__What to do__:
Can you collect and copy out every line of the material that contains the word "white"?

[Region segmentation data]
━━━━━━━━━━━━━━━━━━━━
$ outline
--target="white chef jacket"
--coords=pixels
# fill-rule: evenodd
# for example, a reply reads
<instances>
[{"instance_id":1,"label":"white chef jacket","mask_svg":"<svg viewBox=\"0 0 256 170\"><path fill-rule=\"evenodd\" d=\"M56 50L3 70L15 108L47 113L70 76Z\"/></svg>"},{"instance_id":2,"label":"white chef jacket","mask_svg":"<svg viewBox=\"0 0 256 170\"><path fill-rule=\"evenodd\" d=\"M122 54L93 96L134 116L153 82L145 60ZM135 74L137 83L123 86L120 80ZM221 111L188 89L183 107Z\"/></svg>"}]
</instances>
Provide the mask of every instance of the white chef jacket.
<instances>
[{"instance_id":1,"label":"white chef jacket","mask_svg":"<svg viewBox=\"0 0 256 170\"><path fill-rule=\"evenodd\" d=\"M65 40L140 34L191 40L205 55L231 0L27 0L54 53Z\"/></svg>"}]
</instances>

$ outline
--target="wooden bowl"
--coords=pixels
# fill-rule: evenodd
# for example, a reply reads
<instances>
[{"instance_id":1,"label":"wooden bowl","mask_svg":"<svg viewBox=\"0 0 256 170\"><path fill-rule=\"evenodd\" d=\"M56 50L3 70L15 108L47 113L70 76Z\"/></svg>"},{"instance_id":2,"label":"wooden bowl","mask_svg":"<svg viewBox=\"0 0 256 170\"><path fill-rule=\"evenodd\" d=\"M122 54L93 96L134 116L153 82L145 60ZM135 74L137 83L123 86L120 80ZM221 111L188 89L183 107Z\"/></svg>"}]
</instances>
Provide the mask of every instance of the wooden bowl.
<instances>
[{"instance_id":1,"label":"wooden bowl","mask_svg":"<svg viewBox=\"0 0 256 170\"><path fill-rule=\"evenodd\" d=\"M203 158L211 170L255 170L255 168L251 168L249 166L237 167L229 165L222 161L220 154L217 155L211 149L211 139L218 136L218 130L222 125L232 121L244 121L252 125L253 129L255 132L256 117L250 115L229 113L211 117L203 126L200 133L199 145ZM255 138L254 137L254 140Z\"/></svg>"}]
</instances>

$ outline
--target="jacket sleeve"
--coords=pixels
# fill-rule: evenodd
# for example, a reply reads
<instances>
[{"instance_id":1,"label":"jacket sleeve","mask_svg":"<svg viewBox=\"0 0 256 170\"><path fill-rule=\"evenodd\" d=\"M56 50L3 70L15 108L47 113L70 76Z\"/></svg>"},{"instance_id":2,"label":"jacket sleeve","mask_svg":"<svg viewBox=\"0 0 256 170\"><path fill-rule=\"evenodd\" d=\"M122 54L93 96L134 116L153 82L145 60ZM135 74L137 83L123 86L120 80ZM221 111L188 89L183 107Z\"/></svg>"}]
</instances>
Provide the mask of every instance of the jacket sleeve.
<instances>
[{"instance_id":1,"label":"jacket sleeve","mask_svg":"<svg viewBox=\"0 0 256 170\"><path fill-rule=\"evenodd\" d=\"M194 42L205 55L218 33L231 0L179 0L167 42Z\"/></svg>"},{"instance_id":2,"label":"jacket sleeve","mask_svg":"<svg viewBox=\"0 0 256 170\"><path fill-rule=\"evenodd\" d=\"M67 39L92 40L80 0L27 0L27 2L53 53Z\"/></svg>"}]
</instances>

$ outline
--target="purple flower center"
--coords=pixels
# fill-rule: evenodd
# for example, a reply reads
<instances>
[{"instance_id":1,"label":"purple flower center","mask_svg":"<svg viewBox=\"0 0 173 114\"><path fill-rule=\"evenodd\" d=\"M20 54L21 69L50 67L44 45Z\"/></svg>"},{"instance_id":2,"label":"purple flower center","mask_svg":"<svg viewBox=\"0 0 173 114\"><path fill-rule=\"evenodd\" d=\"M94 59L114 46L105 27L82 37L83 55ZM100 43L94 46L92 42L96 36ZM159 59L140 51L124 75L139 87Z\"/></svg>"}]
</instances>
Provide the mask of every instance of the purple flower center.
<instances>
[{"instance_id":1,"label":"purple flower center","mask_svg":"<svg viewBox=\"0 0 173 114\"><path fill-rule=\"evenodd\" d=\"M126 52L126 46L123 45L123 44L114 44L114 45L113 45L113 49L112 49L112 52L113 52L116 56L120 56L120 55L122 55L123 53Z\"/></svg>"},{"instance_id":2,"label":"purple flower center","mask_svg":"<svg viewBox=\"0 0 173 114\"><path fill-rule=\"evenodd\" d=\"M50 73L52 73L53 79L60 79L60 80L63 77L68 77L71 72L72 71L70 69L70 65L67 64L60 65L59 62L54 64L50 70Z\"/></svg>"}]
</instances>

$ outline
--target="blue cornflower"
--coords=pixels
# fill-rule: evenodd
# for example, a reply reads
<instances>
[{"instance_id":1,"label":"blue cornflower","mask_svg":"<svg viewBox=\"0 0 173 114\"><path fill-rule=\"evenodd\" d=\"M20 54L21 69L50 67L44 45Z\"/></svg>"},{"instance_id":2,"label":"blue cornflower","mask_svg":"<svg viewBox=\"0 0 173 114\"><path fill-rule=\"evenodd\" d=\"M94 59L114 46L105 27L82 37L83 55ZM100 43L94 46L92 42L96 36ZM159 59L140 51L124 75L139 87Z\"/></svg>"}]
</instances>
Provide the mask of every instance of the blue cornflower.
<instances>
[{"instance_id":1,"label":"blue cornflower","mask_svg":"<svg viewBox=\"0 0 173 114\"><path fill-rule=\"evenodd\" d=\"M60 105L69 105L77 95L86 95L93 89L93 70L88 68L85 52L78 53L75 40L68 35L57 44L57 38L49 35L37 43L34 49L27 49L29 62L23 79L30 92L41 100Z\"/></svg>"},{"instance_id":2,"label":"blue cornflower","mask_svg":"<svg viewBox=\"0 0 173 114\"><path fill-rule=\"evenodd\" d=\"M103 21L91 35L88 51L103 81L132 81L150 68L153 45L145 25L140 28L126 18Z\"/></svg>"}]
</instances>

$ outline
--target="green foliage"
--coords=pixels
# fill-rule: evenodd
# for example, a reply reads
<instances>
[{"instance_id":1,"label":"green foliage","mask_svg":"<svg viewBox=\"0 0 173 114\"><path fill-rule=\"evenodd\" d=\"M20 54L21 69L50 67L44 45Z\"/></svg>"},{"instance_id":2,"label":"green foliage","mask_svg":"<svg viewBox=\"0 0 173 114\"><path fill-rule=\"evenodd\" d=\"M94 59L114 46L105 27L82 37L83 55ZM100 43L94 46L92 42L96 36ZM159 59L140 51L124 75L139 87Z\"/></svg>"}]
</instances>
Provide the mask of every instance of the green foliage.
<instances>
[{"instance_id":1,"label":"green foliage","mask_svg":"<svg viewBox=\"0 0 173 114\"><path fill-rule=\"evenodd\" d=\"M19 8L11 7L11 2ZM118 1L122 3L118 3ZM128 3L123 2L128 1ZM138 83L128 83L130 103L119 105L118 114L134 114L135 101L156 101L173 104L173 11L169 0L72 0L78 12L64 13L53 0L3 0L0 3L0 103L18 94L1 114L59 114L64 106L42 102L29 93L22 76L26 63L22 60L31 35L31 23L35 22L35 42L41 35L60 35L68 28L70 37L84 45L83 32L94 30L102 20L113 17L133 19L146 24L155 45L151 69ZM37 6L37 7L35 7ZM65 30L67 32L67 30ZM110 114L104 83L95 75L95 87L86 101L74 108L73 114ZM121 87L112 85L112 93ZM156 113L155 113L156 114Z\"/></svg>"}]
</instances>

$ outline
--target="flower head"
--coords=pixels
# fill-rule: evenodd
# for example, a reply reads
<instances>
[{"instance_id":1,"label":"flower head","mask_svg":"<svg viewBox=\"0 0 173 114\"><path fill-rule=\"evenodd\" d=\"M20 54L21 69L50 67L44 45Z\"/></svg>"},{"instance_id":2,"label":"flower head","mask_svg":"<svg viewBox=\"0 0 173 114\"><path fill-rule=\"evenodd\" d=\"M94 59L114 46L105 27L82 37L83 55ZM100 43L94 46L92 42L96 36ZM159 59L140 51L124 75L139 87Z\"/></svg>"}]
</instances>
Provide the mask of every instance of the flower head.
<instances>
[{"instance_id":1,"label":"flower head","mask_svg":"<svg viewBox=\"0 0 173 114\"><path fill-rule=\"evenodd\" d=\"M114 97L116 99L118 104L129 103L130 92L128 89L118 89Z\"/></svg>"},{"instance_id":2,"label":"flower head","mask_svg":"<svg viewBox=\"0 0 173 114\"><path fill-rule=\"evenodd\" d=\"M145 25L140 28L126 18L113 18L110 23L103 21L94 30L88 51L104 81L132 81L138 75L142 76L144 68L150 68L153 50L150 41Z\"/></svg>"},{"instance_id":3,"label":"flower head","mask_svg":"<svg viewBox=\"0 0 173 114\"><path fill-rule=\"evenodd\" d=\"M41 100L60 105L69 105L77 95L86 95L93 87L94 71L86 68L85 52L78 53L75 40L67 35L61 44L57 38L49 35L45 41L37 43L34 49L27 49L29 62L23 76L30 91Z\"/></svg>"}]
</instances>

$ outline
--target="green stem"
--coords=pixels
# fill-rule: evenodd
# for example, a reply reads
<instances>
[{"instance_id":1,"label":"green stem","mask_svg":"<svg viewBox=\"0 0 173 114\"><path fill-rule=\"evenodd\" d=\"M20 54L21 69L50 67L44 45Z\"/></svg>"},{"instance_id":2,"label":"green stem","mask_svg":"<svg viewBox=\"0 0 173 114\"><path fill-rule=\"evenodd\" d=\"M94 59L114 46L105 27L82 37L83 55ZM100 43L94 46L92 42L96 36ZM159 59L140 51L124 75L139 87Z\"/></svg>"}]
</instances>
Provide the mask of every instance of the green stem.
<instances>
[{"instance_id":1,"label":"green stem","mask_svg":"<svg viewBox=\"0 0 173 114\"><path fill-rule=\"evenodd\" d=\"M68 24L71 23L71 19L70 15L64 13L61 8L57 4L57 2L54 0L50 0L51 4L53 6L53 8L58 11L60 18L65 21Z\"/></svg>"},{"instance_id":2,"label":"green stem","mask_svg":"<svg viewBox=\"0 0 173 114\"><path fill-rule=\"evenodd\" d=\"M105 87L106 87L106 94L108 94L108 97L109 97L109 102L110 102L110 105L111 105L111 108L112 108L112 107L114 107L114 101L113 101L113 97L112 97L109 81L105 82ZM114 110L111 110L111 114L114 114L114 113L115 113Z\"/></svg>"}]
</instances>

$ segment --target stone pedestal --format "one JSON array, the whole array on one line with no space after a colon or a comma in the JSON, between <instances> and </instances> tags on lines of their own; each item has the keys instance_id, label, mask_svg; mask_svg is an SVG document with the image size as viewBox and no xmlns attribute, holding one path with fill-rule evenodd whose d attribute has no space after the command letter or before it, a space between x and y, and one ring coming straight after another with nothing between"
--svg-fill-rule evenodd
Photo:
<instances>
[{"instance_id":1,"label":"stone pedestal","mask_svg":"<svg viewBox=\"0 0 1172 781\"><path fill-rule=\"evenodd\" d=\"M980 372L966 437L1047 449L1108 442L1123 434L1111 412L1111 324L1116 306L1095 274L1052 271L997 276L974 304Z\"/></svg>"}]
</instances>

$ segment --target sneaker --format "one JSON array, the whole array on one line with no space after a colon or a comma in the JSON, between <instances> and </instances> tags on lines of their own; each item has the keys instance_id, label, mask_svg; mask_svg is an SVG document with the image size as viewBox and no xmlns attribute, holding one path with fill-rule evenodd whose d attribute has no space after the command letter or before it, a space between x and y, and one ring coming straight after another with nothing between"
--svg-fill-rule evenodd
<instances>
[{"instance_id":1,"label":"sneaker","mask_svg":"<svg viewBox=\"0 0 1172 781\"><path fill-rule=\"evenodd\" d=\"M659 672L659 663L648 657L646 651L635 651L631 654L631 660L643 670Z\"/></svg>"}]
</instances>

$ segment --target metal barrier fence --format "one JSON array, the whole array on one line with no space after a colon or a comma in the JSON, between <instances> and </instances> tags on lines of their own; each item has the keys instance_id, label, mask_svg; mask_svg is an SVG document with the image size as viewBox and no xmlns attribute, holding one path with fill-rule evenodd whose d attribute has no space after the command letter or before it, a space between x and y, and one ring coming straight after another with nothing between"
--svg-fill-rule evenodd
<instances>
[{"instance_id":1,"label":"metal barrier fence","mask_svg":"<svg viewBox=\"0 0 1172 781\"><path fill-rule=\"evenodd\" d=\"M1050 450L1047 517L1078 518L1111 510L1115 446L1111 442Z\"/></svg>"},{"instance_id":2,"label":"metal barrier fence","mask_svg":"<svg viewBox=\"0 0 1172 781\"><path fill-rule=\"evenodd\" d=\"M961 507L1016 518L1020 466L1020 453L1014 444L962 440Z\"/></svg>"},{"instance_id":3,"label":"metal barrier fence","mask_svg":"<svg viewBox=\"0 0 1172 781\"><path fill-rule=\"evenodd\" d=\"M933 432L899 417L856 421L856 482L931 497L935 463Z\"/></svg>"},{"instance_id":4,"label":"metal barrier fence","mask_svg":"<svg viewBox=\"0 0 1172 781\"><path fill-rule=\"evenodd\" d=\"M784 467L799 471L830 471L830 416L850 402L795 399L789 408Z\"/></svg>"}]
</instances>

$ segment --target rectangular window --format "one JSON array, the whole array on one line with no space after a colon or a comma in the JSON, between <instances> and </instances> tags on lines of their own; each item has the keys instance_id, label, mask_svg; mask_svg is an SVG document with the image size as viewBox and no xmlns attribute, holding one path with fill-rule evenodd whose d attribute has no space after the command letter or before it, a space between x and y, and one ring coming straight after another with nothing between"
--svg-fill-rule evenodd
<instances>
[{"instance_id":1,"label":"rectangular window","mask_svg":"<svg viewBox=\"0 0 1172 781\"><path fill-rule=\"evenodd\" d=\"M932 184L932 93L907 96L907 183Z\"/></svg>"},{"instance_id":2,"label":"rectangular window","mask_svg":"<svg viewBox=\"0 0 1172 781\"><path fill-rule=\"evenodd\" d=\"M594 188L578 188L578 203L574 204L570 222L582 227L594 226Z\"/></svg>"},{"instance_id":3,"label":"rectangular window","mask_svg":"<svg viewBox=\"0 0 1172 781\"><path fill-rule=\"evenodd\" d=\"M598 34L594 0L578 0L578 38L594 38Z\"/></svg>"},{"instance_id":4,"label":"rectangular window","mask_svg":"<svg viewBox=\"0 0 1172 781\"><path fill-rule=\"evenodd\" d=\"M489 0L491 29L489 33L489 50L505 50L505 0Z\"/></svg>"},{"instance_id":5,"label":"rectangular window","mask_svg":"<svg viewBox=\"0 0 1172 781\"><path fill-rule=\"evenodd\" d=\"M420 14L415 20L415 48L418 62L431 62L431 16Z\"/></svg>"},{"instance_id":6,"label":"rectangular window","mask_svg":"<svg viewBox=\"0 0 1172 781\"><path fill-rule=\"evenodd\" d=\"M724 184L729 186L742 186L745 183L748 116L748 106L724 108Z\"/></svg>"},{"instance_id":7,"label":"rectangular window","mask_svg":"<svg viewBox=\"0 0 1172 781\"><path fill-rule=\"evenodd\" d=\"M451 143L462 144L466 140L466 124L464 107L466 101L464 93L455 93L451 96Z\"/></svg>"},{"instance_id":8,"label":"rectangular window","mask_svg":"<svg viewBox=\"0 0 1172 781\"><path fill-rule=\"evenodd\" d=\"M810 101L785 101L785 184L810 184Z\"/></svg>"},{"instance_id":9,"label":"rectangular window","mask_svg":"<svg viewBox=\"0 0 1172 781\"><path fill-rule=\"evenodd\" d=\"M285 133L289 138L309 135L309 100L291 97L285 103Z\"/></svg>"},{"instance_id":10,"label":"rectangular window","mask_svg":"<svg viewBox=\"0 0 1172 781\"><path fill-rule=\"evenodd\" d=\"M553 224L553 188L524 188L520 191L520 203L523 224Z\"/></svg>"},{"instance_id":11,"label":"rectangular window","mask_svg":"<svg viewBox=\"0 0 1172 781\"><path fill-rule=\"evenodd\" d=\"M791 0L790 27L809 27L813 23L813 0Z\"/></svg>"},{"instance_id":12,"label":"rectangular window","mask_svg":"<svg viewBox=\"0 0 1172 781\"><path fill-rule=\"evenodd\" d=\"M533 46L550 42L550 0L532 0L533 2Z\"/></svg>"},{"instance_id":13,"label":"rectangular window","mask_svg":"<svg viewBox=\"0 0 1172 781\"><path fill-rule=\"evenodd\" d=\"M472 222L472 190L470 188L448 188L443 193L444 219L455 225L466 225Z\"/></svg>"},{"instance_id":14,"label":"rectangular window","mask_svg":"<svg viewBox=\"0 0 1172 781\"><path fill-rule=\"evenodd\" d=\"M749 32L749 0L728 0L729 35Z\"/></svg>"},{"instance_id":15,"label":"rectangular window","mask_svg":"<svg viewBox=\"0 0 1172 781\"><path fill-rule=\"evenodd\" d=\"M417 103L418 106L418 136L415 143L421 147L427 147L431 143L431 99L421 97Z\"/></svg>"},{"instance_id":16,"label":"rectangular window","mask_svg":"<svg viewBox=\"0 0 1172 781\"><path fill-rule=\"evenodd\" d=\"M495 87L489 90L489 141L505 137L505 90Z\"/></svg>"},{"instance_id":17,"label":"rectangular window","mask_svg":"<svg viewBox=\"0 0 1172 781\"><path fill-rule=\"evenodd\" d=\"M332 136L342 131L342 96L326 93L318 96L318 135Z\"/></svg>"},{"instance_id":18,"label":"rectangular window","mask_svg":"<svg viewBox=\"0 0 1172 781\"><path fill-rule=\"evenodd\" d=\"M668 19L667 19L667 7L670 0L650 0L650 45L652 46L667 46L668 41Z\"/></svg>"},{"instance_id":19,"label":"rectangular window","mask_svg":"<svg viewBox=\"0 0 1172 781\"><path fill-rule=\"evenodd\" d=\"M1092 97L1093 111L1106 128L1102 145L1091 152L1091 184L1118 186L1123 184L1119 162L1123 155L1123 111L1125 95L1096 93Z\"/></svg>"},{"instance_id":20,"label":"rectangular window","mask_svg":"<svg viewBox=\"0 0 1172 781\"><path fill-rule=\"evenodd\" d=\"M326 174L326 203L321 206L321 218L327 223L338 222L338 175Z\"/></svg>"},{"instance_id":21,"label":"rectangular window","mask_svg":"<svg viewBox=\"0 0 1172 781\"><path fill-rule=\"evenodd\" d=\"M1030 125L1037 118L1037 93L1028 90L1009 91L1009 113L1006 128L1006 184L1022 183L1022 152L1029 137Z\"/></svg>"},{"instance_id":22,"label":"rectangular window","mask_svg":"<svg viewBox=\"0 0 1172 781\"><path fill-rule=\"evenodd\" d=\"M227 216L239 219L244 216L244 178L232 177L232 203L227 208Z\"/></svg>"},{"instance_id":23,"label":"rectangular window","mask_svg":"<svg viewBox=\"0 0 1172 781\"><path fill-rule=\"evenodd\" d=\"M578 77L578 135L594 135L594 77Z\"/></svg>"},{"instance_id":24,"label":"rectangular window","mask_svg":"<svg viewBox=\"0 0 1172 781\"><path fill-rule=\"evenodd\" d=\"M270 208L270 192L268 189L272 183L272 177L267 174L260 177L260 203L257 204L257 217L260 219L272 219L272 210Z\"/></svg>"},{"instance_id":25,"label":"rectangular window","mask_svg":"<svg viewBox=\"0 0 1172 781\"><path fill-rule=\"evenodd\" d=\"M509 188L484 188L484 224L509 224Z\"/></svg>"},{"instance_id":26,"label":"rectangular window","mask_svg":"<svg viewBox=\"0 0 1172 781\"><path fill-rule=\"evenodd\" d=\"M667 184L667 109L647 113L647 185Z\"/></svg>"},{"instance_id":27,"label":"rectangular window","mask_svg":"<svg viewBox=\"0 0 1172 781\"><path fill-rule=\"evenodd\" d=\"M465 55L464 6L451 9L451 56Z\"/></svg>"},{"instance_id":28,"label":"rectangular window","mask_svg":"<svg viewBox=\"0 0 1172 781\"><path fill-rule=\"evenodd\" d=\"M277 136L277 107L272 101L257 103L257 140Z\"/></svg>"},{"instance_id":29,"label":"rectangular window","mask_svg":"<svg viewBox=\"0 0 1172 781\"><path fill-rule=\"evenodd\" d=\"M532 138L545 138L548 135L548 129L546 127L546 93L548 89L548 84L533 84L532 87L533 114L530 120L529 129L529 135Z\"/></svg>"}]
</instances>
━━━━━━━━━━━━━━━━━━━━
__Task response__:
--target="white chef jacket"
[{"instance_id":1,"label":"white chef jacket","mask_svg":"<svg viewBox=\"0 0 256 170\"><path fill-rule=\"evenodd\" d=\"M56 50L3 70L15 108L47 113L70 76Z\"/></svg>"},{"instance_id":2,"label":"white chef jacket","mask_svg":"<svg viewBox=\"0 0 256 170\"><path fill-rule=\"evenodd\" d=\"M122 54L93 96L134 116L153 82L145 60ZM135 74L137 83L123 86L120 80ZM221 111L188 89L183 107Z\"/></svg>"}]
Provide the mask of every instance of the white chef jacket.
[{"instance_id":1,"label":"white chef jacket","mask_svg":"<svg viewBox=\"0 0 256 170\"><path fill-rule=\"evenodd\" d=\"M65 40L140 34L191 40L205 55L231 0L27 0L54 53Z\"/></svg>"}]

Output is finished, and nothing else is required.